| Text provided |
==============================

Russell Volz, of Lake City Coffee, contracts with Anvil Coffee in the old Washington Cracker Co. building in Spokane, Wash., to roast some of his beans. (Photos by DAN PELLE danp@spokesman.com)

Russell Volz hated coffee. Hated it.

He hated it for all of the usual reasons people say they don’t like coffee. He found the flavor too bitter, too burnt. “It was vile,” he said.

When Volz was invited over for coffee, he would brace himself, preparing his palate for the worst. Then, he tried a cup at the home of a friend who had roasted his own beans in a popcorn popper. Volz couldn’t believe his taste buds. “It was amazing,” he said.

This beverage was smooth, sweet and rich, not harsh or acrid at all.

He loved it. Loved it.

Within two weeks, he was roasting his own beans.

Now, the coffee convert is also selling and shipping them all over the country. Volz is the proprietor of the small-batch, one-man Lake City Coffee, an online coffee business.

There’s no storefront or coffee shop. “It’s a pretty small operation,” said Volz, whose target customers brew their own coffee at home.

His aim: bringing home coffee brewing “to a whole new level.”

Volz didn’t start drinking and roasting coffee until four years ago. And he still thinks most coffee is, in a word, “horrible.”

Don’t get him started on Starbucks.

Do discuss Tom Sawyer Country Coffee and Anvil Coffee Roasting. Volz is a fan of both Spokane roasters.

He said he discovered Anvil when he was “checking out the competition” at a coffee shop on the South Hill. “I took one sip, and I thought, ‘This is as good as mine.’ ”

He called the roaster, and “we’ve been friends ever since,” he said.

==============================

| Labels for object points |
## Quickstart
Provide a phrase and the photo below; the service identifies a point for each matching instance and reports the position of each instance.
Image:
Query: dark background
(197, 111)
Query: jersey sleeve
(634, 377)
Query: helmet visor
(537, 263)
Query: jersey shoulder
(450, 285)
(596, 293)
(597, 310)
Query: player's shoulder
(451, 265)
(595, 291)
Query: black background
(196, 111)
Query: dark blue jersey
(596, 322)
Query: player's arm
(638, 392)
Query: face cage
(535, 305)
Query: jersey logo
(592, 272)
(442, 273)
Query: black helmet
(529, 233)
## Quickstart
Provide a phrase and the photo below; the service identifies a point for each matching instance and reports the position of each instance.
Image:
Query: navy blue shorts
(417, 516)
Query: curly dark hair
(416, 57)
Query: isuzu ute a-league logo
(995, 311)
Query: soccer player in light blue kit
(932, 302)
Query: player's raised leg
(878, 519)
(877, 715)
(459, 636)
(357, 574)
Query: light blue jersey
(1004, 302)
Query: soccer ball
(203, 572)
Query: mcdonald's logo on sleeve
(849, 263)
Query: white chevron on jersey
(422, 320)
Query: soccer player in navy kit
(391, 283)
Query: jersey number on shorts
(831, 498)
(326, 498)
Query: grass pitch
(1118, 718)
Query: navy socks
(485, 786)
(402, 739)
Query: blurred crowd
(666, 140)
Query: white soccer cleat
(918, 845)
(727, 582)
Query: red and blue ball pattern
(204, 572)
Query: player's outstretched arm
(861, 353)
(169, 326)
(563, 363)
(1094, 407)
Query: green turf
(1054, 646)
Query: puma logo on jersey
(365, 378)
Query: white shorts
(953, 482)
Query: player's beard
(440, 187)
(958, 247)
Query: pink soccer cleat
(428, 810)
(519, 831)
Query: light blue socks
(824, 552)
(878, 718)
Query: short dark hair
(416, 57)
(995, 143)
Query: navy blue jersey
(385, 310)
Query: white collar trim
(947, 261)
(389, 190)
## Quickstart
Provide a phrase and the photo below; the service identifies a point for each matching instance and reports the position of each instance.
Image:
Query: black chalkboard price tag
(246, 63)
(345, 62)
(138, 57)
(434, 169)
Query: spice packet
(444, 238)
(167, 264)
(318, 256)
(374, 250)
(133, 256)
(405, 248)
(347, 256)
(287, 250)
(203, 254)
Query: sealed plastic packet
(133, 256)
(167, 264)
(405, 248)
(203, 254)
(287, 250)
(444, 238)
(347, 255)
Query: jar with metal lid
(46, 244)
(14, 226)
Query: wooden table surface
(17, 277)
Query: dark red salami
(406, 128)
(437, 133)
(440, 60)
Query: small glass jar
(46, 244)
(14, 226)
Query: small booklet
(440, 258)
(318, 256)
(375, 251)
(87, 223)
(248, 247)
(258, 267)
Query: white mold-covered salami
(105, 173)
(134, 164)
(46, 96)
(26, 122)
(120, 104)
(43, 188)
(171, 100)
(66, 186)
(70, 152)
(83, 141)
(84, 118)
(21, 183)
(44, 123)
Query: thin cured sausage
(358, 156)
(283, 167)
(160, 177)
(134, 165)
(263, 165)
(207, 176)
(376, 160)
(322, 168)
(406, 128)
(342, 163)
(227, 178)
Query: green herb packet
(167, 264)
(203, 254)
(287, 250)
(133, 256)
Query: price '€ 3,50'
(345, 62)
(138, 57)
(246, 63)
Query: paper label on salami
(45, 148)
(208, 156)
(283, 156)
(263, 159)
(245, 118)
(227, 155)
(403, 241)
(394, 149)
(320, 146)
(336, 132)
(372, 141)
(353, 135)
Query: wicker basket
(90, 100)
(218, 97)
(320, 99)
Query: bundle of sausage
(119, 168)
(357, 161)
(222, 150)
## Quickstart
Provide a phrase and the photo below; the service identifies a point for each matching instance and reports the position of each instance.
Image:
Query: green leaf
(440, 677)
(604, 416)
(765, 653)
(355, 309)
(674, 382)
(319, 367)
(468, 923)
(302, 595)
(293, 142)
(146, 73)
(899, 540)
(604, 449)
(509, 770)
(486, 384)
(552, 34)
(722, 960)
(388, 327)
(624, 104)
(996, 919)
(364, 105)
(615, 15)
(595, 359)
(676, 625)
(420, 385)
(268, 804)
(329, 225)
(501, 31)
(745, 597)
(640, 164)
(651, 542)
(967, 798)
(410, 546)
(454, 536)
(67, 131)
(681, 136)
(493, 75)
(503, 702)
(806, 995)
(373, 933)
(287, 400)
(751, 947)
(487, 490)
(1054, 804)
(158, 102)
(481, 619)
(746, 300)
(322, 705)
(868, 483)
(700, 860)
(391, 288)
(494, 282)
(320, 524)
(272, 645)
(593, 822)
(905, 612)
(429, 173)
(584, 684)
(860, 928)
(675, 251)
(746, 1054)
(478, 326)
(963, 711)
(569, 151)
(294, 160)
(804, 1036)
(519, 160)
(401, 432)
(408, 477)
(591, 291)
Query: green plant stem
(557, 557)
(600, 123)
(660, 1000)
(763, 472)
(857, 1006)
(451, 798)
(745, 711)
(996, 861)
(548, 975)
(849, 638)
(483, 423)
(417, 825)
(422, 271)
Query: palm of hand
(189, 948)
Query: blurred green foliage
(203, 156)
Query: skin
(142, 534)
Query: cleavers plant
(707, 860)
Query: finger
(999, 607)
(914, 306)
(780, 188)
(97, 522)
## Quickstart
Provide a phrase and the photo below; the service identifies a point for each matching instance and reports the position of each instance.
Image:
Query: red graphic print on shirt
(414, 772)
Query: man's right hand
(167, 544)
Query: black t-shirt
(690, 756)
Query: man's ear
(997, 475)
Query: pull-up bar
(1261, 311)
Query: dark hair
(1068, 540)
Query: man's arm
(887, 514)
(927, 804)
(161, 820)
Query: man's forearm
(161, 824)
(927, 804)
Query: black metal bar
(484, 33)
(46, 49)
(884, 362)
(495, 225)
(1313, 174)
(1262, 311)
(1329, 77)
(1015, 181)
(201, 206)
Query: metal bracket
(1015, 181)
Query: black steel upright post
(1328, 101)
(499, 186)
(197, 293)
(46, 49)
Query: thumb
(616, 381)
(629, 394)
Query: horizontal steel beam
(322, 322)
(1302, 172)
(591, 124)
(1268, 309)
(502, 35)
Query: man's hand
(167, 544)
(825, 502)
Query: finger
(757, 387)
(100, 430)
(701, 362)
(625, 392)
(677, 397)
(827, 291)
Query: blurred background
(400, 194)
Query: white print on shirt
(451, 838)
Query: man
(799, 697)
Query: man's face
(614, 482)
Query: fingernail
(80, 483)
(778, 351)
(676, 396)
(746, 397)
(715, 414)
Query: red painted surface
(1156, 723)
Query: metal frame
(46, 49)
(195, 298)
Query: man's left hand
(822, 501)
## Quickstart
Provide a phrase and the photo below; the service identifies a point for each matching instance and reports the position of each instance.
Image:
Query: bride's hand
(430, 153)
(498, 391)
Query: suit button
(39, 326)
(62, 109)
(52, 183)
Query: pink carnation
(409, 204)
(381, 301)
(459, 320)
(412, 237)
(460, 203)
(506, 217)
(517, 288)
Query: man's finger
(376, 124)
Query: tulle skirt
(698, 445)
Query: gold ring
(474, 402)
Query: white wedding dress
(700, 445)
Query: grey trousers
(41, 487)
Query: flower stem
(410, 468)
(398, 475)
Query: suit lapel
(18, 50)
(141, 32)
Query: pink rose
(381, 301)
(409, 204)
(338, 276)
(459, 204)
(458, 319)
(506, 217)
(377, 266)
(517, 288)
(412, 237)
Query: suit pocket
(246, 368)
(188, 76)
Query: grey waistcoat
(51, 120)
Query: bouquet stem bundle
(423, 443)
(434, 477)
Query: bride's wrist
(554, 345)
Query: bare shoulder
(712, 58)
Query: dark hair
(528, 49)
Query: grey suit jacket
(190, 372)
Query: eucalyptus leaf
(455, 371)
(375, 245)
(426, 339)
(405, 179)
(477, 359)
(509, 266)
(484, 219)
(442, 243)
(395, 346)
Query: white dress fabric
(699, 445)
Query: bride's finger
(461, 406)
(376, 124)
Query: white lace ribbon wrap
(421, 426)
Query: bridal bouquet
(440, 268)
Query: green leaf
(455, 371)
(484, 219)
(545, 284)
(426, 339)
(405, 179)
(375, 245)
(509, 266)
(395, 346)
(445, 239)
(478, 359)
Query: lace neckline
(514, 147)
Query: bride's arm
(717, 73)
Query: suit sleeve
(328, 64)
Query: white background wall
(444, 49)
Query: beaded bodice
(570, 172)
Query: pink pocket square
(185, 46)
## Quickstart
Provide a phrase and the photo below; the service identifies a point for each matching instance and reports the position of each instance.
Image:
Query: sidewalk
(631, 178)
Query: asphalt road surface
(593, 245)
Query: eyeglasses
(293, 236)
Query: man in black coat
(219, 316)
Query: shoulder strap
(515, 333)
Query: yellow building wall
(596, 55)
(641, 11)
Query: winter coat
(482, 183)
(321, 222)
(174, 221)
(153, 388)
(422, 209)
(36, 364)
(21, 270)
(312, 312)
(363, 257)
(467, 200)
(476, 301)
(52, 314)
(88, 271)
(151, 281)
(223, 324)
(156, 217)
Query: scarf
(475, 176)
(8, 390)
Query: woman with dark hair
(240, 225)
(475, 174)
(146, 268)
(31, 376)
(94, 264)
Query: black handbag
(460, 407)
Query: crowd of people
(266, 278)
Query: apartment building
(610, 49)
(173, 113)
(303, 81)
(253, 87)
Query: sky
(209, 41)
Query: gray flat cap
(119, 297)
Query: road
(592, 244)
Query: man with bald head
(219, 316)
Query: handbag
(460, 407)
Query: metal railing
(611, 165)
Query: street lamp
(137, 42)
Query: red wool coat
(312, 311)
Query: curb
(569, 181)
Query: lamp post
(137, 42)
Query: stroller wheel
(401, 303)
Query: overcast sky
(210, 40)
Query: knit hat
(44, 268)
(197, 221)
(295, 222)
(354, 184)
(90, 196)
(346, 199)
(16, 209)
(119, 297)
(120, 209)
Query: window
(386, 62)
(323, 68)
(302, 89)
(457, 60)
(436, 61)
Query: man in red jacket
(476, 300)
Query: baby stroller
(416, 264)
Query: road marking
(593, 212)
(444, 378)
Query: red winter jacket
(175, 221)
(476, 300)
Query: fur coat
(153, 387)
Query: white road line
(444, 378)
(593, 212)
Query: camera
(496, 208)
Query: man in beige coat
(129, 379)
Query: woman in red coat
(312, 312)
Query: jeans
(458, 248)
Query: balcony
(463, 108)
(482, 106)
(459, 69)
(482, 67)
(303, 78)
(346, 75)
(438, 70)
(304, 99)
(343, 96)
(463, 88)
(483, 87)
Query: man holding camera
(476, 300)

==============================

| The tasks |
a. List every coffee business named in the article about Russell Volz.
b. According to the article about Russell Volz, what did his friend use to roast beans at home?
c. Carry on the article about Russell Volz and Lake City Coffee from its final sentence.

| Outputs for the tasks |
a. Lake City Coffee, Anvil Coffee (Anvil Coffee Roasting), Starbucks, Tom Sawyer Country Coffee

b. A popcorn popper.

c.
Mark Camp, owner of Anvil and part of the local coffee roasting scene since 2000, has shared some pointers and info with Volz, who recently began contracting with Anvil for roasting. Volz has been on hand for the roasts.

His roaster can handle about 10 or 15 pounds at a time. But Camp’s machine does 25 and is much faster.

“I’ve done a handful of roasts for him,” Camp said. “I’ve been trying to help.”

Volz, 61, roasts smaller batches at home on his machine. Larger batches are done at Anvil, located in the old Washington Cracker Building in downtown Spokane. Camp roasts the beans to his specifications.

Volz began roasting his own beans at home in Newman Lake in 2012. He did it for himself, as a hobby, so he would have coffee he actually enjoyed. His first customers came to him through word of mouth. They were friends and fellow members of Trinity Church in Coeur d’Alene.

“Those first two years it was more of a hobby,” said Volz, who by then had named his coffee-fueled venture Capulus Roasters. “I thought it was so cool. But nobody remembered it.”

So last summer, Volz, who runs his own internet marketing company, rebranded the business, changing the name to something that’s easier to remember. Lake City Coffee is named for Coeur d’Alene, where Volz now lives.

He buys from wholesale coffee distributors in Seattle and San Francisco – seeking out, he said, “always organic, most of the time fair trade” beans. About 70 percent come from Nicaragua because they’re “real chocolaty, not bitter in the least.”

Central American coffees are his personal favorite. “They have a tendency to be sweeter than most of the others.”

Today, Volz offers five varieties for $15 for 14 ounces, plus shipping. They include white, medium brown and dark – “You’ll notice it’s not black,” he said – as well as decaf dark. He also sells espresso beans, which are the same beans and roast as what he dubs his Delectable Dark. So, really, he offers four varieties, one of which goes by two names.

But, he said, “I do not do blends.

“I’m a coffee snob,” Volz said. “I’m just obsessed with good coffee.”

He aims to bag and ship beans within 48 hours of roasting, which usually takes place Monday mornings.

“All coffee starts going bitter in four weeks from the point it’s roasted,” said Volz, who takes his coffee with a tablespoon of cream and no sugar. “I personally won’t drink coffee that’s roasted more than a week (prior).”

But, “I tell everybody, ‘Drink what you like.’ ”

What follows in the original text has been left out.